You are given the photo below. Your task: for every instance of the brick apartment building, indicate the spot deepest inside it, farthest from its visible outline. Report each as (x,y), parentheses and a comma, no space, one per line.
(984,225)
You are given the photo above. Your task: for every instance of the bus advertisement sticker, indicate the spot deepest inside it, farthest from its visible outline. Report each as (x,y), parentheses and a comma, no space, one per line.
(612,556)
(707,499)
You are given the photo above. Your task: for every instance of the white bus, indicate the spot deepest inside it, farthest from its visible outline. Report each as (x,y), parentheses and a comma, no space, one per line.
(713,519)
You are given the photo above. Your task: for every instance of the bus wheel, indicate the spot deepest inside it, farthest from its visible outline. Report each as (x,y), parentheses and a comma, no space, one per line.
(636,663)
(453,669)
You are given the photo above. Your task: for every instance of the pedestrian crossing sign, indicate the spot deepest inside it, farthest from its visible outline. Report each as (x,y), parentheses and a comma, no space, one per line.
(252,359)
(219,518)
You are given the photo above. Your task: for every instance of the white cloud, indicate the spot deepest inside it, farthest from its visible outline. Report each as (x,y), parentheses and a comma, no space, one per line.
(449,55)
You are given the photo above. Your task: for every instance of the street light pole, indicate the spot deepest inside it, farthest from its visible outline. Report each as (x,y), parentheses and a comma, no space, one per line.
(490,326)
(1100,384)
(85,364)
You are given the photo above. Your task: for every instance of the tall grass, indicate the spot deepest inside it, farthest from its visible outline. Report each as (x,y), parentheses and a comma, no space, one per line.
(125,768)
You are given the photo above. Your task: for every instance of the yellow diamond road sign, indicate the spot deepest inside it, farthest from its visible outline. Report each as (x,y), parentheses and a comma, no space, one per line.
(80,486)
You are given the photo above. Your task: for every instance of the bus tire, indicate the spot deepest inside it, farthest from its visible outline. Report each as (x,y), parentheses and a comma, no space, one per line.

────────────────

Can you write out the items again from the line with "of the street" up to and including the last one, substituting "roadside weeds" for "tall grass" and changing nothing else?

Complete answer ::
You are given the photo above. Your task: for every instance of the street light pole, indicate the spot deepest inside it, farthest from its visible outline. Report each as (x,y), parentheses and a comma, no space, one per line.
(490,326)
(1100,384)
(85,364)
You are given the photo above. Your task: for every instance of the roadside weeds, indicate the spot deepest inside it, farthest from its visible outline. Report each as (x,y), parentheses and a comma, no space, one per line.
(125,768)
You are given the photo above. Your task: for every instance of the yellow diamond road sign, indicate the spot deepest inside it, farthest from its visible outline. Report each as (x,y), parentheses and a comma, no space, one per line.
(80,486)
You are given the photo above. Your task: for every instance of the bus tire, indicate the spot deepest inside it, farthest from its visible outline. Report each as (x,y), parentheses and a comma, no space, one per line.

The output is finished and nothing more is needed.